CONSIGNE DE LA TÂCHE
Rédigez la suite de l'article sur les hommes du titre brugeois, à partir de sa dernière phrase.

TEXTE À LIRE

--- --- ---

Les hommes du titre brugeois
S'ils ont brillé par leur collectif pour remporter leur 15e championnat, cinq individualités ressortent quand même chez les Blauw en Zwart. Décryptage.
- Publié le 14-05-2018 à 15h28
- Mis à jour le 14-05-2018 à 15h37
S'ils ont brillé par leur collectif pour remporter leur 15e championnat, cinq individualités ressortent quand même chez les Blauw en Zwart. Décryptage.
Ivan Leko, le romantisme à la mode slave
Le pari, immense, n’était pas gagné d’avance. Pour remplacer Michel Preud’homme, monument adulé, le Club avait osé confier les rênes de son équipe à l’un de ses anciens joueurs, presque néophyte de la fonction : Ivan Leko. L’intelligent, avisé et passionné jeune Croate a relevé le défi avec une maîtrise de plus en plus consommée. Investi à fond dès le début, il a imposé sa personnalité, par de vibrantes touches répétées et appuyées, sans jamais verser ni dans l’esbrouffe, ni dans l’outrance verbale. Sûr de son fait, totalement investi dans sa mission, il a su marteler ses conceptions avec une conviction de tous les instants, qui a fini par ébranler puis par convaincre les réfractaires aux changements de style.
Ce romantique du ballon rond, comme il se définit lui-même, est un adepte irréductible du football offensif. Il n’a eu de cesse, tout au long d’une saison qui avait débuté par un couac international – une élimination sans gloire dans les qualifications de l’Europa League – de prôner le jeu d’attaque, tissé de préférence par d’amples et vifs mouvements collectifs précis et variés. Jamais Ivan Leko n’a relâché ni son emprise sur ses joueurs dans le vestiaire, ni son empreinte sur le jeu des siens dans les rencontres de championnat.

--- --- ---

PARTIE DES DONNÉES
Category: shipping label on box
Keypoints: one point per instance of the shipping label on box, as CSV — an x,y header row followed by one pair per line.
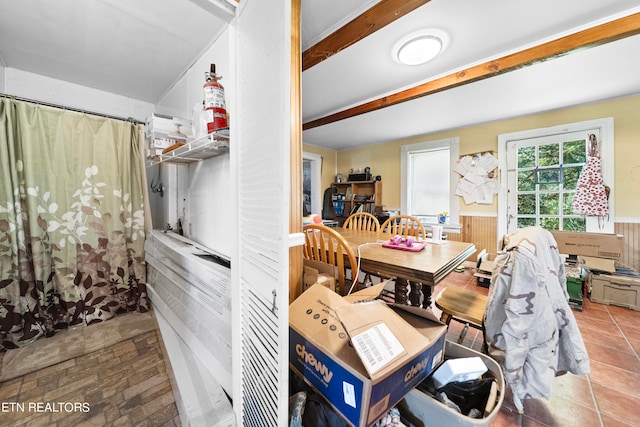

--- --- ---

RÉPONSE RÉDIGÉE
Mais, plus encore que les assists et les buts de Vormer, davantage que l’épanouissement de Vanaken, l’éclosion de Mechele ou l’efficacité de Diaby, c’est la mentalité jamais défaillante, jamais prise en défaut du groupe tout entier qui a érigé le Club Bruges en meneur incontesté de la Pro League. Cette saison, l’ambiance du vestiaire n’a jamais constitué un problème au Club. Sans réticence, chacun s’est jeté au feu pour son partenaire à tout moment de la compétition. Cette saison, Bruges a fait bloc. Vigilant, Ivan Leko a stimulé sans relâche cet altruisme collectif, sans tolérer le moindre manquement. Ce dépassement de soi permanent qu’a prôné le Croate était son credo. Il l’a mené au Graal.
Nakamba a été... Marvelous
Il incarne la véritable révélation de la campagne victorieuse du Club Bruges. Son transfert atteste la sagacité des scouts brugeois, séduits par l’engagement que Marvelous Nakamba, jeune Zimbabwéen de 23 ans, avait révélé dans son club néerlandais de Vitesse Arnhem, dont il avait porté le maillot pendant 36 rencontres de championnat. À Bruges, le recrutement d’un médian défensif performant s’imposait. Il constituait même la priorité du staff technique, après que la direction eut convaincu Timmy Simons de s’éloigner doucement de l’équipe fanion tout en s’érigeant en chef de meute avisé dans le vestiaire. Nakamba avait été pressenti pour succéder au quadragénaire brugeois.
Cette force de la nature africaine a largement rempli son contrat. Marvelous Nakamba n’a pas débarqué à Bruges en terrain conquis d’avance. Il a d’abord eu la sagesse de solliciter les conseils que son aîné lui prodiguait volontiers et d’appliquer aussitôt ceux-ci sur les pelouses.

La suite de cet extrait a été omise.